MATERIALS PROVIDED
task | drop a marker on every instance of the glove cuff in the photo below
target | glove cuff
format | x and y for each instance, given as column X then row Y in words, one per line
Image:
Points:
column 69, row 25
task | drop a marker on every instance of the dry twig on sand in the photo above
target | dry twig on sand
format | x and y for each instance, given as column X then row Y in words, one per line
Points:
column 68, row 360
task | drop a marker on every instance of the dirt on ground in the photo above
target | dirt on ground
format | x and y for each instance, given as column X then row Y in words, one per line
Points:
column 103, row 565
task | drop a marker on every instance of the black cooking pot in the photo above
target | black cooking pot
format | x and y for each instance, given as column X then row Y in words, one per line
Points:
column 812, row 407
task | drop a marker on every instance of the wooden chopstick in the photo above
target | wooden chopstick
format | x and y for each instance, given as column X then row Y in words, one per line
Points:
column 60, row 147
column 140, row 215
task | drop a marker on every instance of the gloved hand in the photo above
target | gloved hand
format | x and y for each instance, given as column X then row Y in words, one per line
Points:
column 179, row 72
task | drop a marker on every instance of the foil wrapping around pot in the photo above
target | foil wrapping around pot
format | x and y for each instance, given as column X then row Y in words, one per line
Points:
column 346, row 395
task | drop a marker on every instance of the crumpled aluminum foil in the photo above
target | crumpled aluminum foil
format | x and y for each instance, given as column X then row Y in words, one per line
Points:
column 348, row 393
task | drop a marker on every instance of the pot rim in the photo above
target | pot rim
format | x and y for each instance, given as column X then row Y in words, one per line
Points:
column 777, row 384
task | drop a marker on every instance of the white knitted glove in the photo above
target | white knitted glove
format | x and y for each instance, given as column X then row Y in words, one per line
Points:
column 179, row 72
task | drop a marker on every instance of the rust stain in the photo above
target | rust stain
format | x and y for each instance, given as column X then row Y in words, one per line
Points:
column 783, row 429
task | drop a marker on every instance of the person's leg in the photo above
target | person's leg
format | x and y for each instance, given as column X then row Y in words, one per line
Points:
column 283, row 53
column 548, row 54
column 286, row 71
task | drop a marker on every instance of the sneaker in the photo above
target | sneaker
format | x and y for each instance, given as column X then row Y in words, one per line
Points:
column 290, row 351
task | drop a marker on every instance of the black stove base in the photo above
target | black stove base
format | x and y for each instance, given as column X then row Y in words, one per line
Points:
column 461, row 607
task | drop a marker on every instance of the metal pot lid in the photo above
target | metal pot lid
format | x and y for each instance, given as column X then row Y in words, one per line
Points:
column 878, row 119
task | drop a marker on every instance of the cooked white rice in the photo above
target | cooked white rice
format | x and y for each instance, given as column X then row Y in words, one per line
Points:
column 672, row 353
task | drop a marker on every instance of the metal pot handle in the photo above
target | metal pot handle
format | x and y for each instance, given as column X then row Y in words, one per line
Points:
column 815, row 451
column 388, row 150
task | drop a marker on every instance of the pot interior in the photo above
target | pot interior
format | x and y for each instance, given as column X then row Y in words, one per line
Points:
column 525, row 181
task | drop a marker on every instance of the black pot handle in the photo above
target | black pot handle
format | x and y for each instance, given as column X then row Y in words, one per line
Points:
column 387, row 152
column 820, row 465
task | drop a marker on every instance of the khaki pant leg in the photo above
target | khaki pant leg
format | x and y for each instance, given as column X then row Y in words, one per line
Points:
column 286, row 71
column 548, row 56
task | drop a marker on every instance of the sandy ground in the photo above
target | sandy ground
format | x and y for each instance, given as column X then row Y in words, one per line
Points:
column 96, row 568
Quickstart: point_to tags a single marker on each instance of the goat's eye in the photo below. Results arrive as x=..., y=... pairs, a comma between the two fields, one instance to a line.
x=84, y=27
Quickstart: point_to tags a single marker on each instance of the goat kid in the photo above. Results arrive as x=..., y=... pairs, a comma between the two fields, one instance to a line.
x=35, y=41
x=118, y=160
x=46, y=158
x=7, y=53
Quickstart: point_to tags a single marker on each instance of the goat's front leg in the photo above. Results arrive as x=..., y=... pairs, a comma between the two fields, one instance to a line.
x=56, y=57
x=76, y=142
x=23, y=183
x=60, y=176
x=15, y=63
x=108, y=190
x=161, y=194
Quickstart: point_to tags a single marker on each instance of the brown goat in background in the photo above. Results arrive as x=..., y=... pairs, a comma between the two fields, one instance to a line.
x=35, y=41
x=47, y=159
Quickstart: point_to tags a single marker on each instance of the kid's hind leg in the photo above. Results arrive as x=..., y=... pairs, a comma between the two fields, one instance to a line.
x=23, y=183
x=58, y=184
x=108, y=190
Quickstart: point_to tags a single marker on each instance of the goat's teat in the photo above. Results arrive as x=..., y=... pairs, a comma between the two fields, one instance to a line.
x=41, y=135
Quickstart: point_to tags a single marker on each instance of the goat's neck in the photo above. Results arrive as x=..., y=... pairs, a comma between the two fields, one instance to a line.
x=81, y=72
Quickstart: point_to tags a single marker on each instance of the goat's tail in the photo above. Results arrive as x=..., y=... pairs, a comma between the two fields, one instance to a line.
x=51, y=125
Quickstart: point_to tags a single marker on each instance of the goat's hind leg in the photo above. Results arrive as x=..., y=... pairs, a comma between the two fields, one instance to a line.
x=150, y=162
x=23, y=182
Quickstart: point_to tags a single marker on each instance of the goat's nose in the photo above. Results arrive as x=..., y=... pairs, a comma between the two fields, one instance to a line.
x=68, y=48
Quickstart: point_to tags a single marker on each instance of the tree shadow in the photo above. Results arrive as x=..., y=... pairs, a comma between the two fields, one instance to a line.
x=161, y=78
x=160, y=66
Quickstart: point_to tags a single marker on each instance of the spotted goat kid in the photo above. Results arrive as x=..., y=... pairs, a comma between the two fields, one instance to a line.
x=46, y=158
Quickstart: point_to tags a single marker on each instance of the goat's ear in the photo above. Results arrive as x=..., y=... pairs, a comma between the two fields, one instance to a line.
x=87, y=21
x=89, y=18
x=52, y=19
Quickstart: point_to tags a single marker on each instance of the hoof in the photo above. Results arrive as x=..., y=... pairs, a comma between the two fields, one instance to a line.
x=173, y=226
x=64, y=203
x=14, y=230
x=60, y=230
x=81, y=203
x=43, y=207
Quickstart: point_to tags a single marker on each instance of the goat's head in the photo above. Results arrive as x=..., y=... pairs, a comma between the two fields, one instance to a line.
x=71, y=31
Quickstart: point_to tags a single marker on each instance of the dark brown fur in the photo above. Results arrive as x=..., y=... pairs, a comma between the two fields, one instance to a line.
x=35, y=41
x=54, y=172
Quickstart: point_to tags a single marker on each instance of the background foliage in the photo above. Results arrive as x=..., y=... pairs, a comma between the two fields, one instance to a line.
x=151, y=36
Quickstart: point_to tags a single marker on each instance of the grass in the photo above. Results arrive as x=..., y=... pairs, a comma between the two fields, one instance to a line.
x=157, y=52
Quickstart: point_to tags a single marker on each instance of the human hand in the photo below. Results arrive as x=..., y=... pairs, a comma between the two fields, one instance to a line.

CHALLENGE
Render the records from the line containing "of the background" through the end as a Markdown table with the columns Number and Entry. Number each line, and leave out any blank lines.

RESULT FOR THIS TASK
| Number | Entry |
|---|---|
| 1 | Quickstart: point_to tags a single marker on each instance of the background foliage in the photo above. Results arrive as x=..., y=... pairs, a comma between the two fields, one instance to a line. |
| 2 | x=151, y=36 |
| 3 | Quickstart: point_to tags a single marker on each instance of the grass in the photo above. Results arrive as x=..., y=... pairs, a comma between the two fields, one instance to a line. |
| 4 | x=157, y=52 |
| 5 | Quickstart: point_to tags a single marker on each instance of the human hand in the photo below. Results arrive as x=..., y=... pairs, a comma between the two fields, one instance to a line. |